Written exercise
How many lines in the items below contain the word "instance"? Reply with the number alone.

-- start --

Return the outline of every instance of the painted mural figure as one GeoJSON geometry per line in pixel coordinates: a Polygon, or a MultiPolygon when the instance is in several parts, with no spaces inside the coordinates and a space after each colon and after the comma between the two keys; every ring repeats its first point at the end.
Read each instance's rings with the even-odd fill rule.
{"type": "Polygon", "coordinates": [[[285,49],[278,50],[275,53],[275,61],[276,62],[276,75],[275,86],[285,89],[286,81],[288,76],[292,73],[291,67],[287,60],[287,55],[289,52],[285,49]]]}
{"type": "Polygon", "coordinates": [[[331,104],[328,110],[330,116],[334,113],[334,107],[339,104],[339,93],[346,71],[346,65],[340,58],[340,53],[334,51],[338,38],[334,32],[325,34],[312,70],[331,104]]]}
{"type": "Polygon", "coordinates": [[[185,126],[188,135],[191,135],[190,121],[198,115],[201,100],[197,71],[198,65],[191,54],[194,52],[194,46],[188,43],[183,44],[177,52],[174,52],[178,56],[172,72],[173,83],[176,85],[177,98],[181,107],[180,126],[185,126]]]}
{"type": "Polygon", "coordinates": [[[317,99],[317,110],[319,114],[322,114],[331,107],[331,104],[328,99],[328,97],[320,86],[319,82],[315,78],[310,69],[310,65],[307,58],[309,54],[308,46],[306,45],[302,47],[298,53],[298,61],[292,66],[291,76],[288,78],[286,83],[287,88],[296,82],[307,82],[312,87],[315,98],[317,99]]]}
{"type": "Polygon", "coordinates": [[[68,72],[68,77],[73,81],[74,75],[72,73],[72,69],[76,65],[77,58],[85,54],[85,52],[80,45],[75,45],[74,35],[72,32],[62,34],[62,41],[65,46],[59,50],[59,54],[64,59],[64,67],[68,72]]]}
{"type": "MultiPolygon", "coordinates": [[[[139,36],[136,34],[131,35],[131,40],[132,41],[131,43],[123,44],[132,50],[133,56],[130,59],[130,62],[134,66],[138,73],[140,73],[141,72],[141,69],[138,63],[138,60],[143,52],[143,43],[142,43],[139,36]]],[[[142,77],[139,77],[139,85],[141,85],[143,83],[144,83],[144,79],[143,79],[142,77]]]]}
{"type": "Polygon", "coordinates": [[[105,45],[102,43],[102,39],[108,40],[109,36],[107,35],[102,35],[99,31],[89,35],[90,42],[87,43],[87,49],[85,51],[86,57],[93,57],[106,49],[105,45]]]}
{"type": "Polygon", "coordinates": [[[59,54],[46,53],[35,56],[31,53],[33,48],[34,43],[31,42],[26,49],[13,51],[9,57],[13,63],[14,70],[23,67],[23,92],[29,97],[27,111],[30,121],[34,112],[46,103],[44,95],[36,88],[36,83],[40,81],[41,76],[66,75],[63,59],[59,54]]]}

-- end --

Task result
2